**PROBLEM TO SOLVE**
Decide whether each statement below agrees with the interview text, and answer yes or no, quoting the words from the interview that decide it. 1. READ Global was inspired by a Nepalese trekking guide who wanted a library in his village. 2. In the early days, the trips focused mainly on large group tours rather than custom trips. 3. The READ Centers were meant to support rural development in Bhutan, India and Nepal.

**TEXT SHOWN**
[Start of section]

I think you always feel it, even today. However, there is a difference in a sense that people don’t always believe women can do these things. Especially when you’re a middle-aged, short woman in a world of big strong mountaineers, or living in a town where most people think you’re crazy to want to camp, sleep on the ground and bathe in rivers!
Being a middle-aged woman in a world of strong mountaineers, what goals did you set to help overcome the odds?
We did two things: 1) We focused on concepts. Back then, everyone was doing “10 countries in eight days.” We were trying to get inside a culture when no one else was trying to. 2) We found ourselves focusing on custom trips mainly because, in the early days, it was hard to fill big group trips and other companies weren’t focusing on customization.
Through all of your travels, why did Asia and Southeast Asia capture your heart?
When I started, I don’t know if I chose Asia or if Asia chose me.
If you really want to understand Nepal, you have to understand India, which helps you understand Tibet and Bhutan. You begin to see these countries and their relationship with one another holistically.
When I started work on READ Global, I found myself visiting parts of Nepal no one went to see. Frankly, I have probably seen more of Nepal than any Westerner today, because we’ve worked from one side of the country to the other.
Rural Education and Development (READ) Global was inspired by a Nepalese trekking guide who wanted a library in his village. Thus, you created a model of Community Library Resource Centers (READ Centers) to serve as a catalyst for rural development in Bhutan, India and Nepal.
What kind of reaction did you receive when you presented the idea of READ to potential supporters?

[End of section]

**RECORDS SHOWN**

[Start of section]

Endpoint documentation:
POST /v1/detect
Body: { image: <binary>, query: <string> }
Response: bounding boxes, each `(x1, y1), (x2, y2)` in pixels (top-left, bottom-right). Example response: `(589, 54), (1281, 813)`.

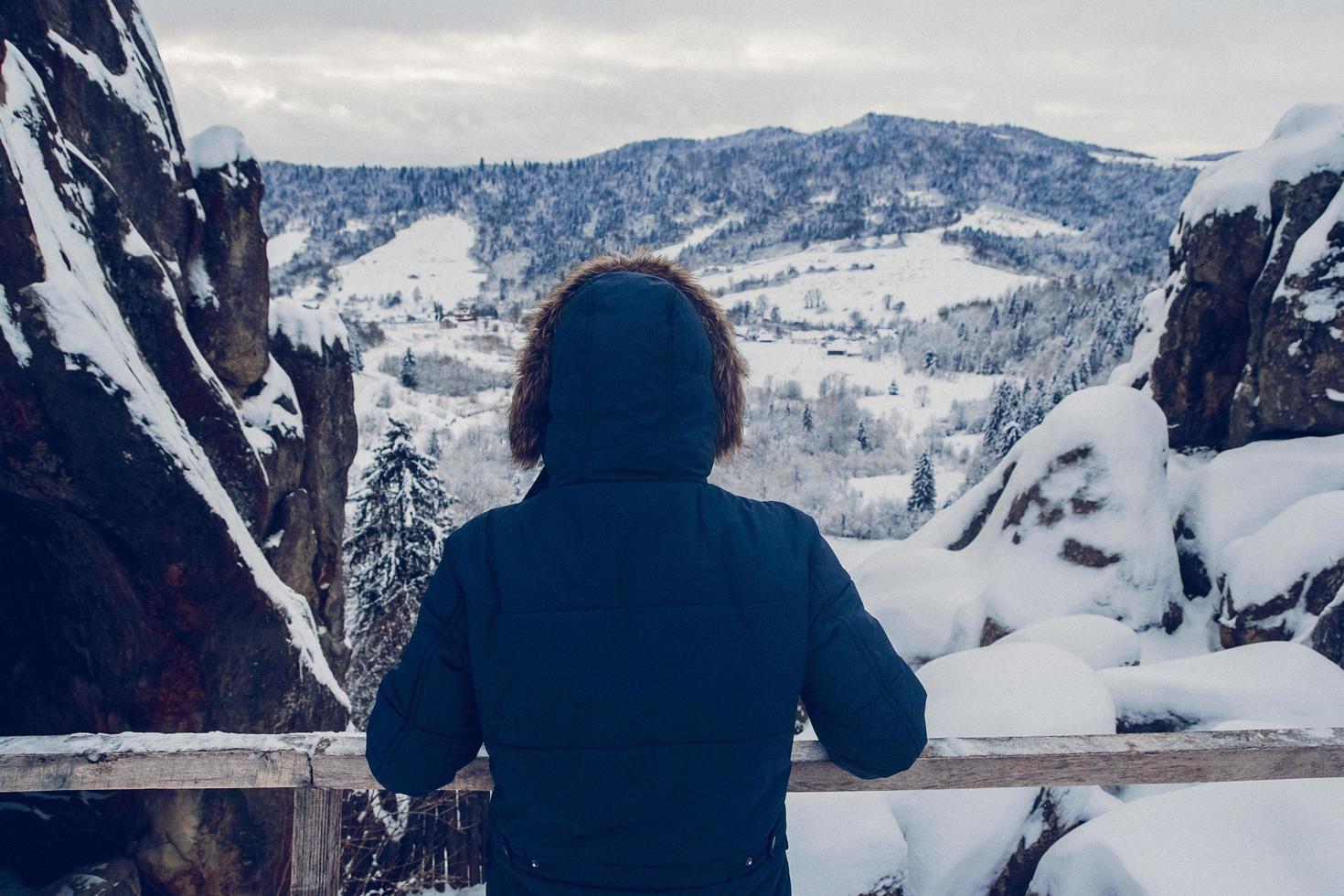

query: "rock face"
(1150, 105), (1344, 447)
(0, 0), (355, 893)
(1170, 435), (1344, 662)
(853, 386), (1181, 662)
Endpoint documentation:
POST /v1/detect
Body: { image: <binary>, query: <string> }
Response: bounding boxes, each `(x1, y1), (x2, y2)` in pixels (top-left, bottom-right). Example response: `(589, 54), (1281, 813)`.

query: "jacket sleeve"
(366, 546), (483, 794)
(803, 517), (927, 778)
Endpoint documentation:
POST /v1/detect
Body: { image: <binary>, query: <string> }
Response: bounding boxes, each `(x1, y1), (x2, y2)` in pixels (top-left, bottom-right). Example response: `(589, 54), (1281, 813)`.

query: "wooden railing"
(0, 728), (1344, 896)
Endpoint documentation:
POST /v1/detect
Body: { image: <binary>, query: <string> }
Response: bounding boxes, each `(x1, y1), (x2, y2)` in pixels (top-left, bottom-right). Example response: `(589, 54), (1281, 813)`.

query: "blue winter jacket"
(368, 272), (926, 896)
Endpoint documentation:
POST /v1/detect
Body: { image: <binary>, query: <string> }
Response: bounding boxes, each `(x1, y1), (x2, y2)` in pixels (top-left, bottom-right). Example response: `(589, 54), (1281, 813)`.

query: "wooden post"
(289, 787), (344, 896)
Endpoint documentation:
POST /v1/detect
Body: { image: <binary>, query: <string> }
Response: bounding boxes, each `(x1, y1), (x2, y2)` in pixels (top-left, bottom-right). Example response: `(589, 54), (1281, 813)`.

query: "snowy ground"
(289, 215), (485, 320)
(270, 201), (1344, 896)
(701, 224), (1042, 325)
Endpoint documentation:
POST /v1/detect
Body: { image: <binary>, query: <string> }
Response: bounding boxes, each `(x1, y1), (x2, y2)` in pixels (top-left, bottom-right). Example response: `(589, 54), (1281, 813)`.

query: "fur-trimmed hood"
(509, 251), (746, 491)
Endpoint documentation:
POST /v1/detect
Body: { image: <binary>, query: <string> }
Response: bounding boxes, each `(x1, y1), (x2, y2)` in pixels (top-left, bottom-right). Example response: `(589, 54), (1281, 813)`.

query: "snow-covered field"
(289, 215), (485, 320)
(272, 185), (1344, 896)
(701, 224), (1042, 324)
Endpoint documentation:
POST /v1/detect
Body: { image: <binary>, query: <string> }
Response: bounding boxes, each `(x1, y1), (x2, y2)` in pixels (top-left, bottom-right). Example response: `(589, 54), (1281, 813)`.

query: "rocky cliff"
(1126, 105), (1344, 449)
(0, 0), (355, 893)
(1112, 105), (1344, 665)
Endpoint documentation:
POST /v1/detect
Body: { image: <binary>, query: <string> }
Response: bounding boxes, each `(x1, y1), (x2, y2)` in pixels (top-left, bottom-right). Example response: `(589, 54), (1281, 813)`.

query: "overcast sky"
(141, 0), (1344, 165)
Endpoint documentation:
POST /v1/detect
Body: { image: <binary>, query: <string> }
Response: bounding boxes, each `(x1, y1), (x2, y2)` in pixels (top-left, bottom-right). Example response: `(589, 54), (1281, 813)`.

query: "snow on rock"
(1218, 490), (1344, 644)
(0, 286), (32, 367)
(1029, 778), (1344, 896)
(0, 0), (354, 892)
(0, 35), (346, 701)
(1172, 435), (1344, 646)
(917, 642), (1118, 738)
(787, 793), (906, 896)
(1139, 103), (1344, 449)
(853, 386), (1180, 661)
(1180, 102), (1344, 221)
(1095, 641), (1344, 731)
(887, 644), (1118, 896)
(187, 125), (255, 175)
(270, 298), (349, 356)
(1106, 289), (1169, 395)
(996, 613), (1143, 669)
(238, 357), (304, 454)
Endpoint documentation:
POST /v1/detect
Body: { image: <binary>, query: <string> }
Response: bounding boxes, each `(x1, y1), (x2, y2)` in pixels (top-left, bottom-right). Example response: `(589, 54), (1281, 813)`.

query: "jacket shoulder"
(709, 484), (820, 536)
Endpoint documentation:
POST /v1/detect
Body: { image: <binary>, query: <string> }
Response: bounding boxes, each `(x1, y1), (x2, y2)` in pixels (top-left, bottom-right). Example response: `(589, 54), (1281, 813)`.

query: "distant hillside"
(263, 114), (1200, 301)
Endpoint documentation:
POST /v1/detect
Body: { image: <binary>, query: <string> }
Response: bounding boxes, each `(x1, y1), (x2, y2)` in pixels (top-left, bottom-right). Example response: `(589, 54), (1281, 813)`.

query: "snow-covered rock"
(1139, 103), (1344, 447)
(887, 644), (1118, 896)
(1170, 435), (1344, 662)
(187, 125), (257, 175)
(1095, 641), (1344, 731)
(853, 386), (1181, 662)
(0, 0), (354, 892)
(996, 613), (1143, 669)
(1029, 778), (1344, 896)
(787, 793), (906, 896)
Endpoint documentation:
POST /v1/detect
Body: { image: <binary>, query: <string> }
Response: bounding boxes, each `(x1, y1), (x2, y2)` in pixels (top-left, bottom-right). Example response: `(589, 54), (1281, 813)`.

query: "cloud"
(144, 0), (1344, 164)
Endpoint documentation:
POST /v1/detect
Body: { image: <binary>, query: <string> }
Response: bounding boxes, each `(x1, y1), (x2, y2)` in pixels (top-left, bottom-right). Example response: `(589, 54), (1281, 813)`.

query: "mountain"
(256, 114), (1203, 301)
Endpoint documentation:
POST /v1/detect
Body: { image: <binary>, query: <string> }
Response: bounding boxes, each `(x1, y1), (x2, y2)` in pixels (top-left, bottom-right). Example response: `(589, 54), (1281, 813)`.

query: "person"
(367, 251), (926, 896)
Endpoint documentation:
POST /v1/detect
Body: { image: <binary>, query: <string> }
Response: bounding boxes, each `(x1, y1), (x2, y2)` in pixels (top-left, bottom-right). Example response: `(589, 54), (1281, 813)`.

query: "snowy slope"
(293, 215), (485, 320)
(701, 229), (1041, 324)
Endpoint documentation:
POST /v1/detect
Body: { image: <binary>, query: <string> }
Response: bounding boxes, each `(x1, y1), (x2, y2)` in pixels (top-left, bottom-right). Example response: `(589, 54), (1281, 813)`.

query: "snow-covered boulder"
(787, 793), (909, 896)
(1095, 641), (1344, 731)
(1170, 435), (1344, 662)
(853, 386), (1181, 662)
(1139, 103), (1344, 447)
(1029, 778), (1344, 896)
(996, 613), (1143, 669)
(887, 644), (1118, 896)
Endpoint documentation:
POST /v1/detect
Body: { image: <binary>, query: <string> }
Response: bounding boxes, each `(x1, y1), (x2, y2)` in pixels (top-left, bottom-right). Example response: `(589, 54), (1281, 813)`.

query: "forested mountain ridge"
(263, 114), (1199, 301)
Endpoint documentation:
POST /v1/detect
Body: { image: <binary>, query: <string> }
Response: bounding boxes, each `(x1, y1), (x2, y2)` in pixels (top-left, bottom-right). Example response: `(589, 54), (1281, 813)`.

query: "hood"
(509, 248), (744, 495)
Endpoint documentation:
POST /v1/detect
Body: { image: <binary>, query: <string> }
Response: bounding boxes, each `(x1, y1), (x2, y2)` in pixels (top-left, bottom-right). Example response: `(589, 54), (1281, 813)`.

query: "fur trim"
(508, 250), (747, 469)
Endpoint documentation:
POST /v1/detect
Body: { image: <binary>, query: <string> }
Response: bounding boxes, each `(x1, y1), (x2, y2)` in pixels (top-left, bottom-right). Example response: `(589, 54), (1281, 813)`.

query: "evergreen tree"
(400, 346), (420, 389)
(344, 419), (453, 727)
(906, 452), (938, 513)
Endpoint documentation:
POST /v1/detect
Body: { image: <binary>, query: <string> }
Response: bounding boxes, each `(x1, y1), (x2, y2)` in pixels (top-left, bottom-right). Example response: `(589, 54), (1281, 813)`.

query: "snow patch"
(1029, 778), (1344, 896)
(995, 613), (1143, 669)
(187, 125), (255, 175)
(1180, 103), (1344, 224)
(0, 286), (32, 367)
(887, 644), (1118, 896)
(1095, 641), (1344, 728)
(266, 227), (312, 267)
(270, 297), (349, 355)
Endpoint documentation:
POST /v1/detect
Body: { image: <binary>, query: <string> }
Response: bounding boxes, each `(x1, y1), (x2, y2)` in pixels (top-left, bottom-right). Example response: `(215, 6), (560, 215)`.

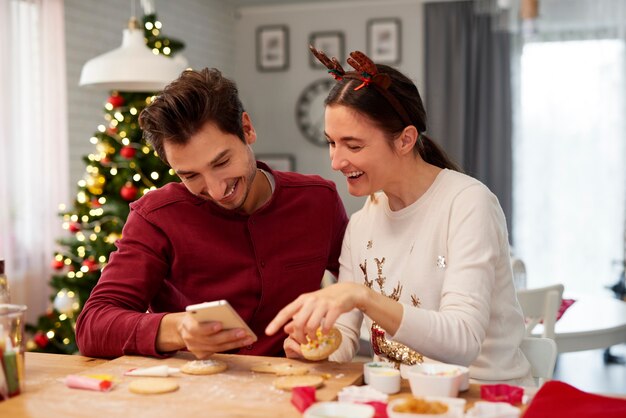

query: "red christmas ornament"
(107, 94), (125, 107)
(120, 181), (139, 202)
(50, 258), (65, 270)
(120, 145), (137, 160)
(33, 331), (50, 348)
(82, 258), (99, 272)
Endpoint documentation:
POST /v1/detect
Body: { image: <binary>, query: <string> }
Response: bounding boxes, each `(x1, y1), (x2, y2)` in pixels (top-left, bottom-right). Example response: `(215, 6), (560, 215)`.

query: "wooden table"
(533, 296), (626, 353)
(0, 353), (363, 418)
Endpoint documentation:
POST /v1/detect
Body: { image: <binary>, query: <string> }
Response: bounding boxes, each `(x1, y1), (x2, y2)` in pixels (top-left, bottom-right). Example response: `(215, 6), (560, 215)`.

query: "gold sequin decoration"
(371, 323), (424, 368)
(374, 257), (387, 290)
(359, 260), (374, 289)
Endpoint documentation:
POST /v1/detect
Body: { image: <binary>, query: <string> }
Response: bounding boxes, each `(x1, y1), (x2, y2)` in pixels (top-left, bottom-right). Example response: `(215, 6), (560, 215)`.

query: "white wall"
(65, 0), (235, 192)
(234, 0), (423, 213)
(65, 0), (423, 213)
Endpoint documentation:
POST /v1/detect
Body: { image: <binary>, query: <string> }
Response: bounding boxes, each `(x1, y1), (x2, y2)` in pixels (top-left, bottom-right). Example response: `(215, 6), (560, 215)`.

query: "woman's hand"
(283, 337), (304, 359)
(265, 282), (369, 348)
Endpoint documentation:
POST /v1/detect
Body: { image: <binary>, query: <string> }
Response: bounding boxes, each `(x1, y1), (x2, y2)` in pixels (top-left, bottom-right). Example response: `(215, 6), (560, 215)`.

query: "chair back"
(511, 257), (526, 290)
(517, 284), (563, 339)
(520, 337), (557, 386)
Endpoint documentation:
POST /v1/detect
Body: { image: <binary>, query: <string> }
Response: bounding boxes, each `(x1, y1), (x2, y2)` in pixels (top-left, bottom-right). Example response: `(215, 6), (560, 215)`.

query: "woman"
(266, 48), (533, 384)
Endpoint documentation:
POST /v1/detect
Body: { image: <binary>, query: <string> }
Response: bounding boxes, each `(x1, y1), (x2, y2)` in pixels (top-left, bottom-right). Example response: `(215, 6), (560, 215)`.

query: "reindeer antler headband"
(309, 45), (413, 126)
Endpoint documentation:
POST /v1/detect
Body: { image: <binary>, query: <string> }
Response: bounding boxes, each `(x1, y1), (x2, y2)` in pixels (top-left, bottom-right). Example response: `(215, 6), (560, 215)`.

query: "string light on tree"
(27, 6), (182, 354)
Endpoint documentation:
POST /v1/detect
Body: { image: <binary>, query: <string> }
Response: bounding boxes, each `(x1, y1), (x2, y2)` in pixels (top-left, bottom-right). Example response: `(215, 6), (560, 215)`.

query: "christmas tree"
(27, 13), (184, 354)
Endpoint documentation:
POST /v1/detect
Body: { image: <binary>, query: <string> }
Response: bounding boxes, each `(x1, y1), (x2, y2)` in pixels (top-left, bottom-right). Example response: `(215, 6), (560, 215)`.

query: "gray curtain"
(424, 1), (513, 235)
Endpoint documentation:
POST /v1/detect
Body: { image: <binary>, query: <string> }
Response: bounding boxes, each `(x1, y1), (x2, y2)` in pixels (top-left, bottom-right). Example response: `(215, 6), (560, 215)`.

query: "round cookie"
(180, 359), (228, 374)
(128, 377), (178, 395)
(274, 374), (324, 390)
(300, 328), (341, 361)
(250, 361), (309, 376)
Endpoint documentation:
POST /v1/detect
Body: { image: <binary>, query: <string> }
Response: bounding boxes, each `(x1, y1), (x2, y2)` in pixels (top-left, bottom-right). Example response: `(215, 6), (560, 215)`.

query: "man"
(76, 68), (347, 358)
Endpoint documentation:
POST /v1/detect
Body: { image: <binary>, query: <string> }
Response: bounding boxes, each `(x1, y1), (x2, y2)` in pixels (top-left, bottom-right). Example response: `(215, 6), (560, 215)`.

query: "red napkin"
(291, 386), (315, 412)
(480, 383), (524, 405)
(556, 299), (576, 321)
(524, 380), (626, 418)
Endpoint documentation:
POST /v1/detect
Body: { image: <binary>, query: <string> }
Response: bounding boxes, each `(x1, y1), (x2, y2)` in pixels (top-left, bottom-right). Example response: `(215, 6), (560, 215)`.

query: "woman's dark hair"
(139, 68), (245, 164)
(324, 64), (461, 171)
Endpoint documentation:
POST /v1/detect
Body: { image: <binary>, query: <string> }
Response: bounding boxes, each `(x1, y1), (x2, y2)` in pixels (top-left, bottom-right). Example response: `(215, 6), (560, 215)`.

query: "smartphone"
(185, 300), (257, 341)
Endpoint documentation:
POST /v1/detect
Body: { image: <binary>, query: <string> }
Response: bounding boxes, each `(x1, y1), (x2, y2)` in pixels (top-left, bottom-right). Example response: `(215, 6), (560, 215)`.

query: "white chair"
(520, 337), (556, 386)
(511, 256), (526, 290)
(517, 284), (563, 339)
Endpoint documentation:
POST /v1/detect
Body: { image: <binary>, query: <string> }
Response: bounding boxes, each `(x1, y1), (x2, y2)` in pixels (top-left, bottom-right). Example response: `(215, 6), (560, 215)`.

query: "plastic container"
(407, 363), (469, 398)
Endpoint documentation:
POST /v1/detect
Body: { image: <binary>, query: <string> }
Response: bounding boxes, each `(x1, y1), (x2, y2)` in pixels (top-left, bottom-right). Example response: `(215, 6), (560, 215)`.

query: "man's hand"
(178, 315), (254, 359)
(157, 312), (254, 359)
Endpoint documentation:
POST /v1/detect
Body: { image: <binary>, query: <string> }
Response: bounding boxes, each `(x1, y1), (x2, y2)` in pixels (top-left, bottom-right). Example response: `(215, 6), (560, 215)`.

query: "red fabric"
(556, 299), (576, 321)
(365, 401), (389, 418)
(523, 380), (626, 418)
(291, 386), (315, 413)
(76, 163), (348, 357)
(480, 383), (524, 405)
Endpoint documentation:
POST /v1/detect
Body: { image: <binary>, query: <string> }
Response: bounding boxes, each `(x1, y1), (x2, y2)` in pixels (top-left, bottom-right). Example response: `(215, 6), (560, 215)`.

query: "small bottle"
(0, 260), (11, 303)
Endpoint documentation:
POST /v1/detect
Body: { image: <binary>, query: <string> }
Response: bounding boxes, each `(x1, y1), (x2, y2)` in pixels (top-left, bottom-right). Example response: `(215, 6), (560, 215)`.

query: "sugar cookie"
(274, 374), (324, 390)
(180, 359), (228, 374)
(300, 328), (341, 361)
(250, 361), (309, 376)
(128, 377), (178, 395)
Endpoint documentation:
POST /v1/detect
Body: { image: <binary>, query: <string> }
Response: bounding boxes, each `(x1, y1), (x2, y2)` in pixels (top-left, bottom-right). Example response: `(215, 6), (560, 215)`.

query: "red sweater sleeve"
(76, 210), (170, 357)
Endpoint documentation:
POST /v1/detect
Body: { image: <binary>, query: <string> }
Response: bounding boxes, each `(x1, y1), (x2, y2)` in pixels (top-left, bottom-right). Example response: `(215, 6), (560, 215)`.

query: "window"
(513, 40), (626, 294)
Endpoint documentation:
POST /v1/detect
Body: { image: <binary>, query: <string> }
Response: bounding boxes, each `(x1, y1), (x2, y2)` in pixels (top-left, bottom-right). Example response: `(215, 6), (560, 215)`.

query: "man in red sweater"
(76, 68), (348, 358)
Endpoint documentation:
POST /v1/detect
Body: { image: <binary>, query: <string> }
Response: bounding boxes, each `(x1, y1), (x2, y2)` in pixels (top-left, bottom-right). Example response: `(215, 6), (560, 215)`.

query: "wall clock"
(296, 77), (337, 147)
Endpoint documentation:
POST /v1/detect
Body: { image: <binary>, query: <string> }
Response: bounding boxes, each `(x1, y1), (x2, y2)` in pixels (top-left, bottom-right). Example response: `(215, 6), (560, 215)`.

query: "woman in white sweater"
(267, 47), (532, 384)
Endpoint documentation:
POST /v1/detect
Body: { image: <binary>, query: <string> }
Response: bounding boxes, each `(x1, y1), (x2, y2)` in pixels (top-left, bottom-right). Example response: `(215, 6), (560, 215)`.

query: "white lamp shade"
(79, 29), (186, 92)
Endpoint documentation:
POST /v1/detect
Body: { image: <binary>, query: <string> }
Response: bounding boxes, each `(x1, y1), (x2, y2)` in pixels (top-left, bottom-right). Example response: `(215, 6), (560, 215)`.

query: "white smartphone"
(185, 300), (257, 341)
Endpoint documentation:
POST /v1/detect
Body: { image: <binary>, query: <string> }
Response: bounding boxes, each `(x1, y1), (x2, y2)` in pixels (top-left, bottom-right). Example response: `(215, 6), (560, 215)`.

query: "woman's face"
(324, 105), (398, 196)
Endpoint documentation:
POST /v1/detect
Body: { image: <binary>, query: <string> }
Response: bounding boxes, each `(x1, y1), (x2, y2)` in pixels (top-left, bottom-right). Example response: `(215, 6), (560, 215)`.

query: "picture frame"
(256, 154), (296, 171)
(256, 25), (289, 72)
(309, 31), (346, 69)
(367, 17), (402, 64)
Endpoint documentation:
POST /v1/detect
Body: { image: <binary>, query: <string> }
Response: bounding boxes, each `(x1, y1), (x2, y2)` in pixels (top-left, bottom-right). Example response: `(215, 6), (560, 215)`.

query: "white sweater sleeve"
(329, 223), (363, 362)
(393, 185), (506, 365)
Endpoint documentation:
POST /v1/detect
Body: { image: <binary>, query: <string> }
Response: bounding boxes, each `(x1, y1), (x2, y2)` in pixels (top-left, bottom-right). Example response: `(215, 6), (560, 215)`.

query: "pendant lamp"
(79, 16), (186, 92)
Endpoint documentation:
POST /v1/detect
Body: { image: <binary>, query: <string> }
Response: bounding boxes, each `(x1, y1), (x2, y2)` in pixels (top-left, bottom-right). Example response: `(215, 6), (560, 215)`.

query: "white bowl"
(407, 363), (469, 398)
(363, 361), (394, 385)
(387, 396), (465, 418)
(370, 368), (400, 395)
(304, 402), (376, 418)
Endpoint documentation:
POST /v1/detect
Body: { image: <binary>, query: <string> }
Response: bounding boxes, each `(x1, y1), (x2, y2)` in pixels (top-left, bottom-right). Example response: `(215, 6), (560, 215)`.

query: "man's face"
(164, 113), (256, 211)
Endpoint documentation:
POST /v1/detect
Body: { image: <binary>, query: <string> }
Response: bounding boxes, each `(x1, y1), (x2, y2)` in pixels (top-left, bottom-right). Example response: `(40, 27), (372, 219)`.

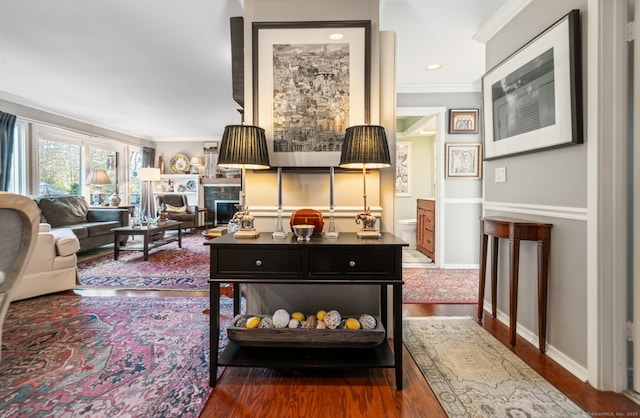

[End of section]

**YOUR RESPONSE**
1. Yes: "was inspired by a Nepalese trekking guide who wanted a library in his village"
2. No: "We found ourselves focusing on custom trips mainly because, in the early days, it was hard to fill big group trips"
3. Yes: "to serve as a catalyst for rural development in Bhutan, India and Nepal"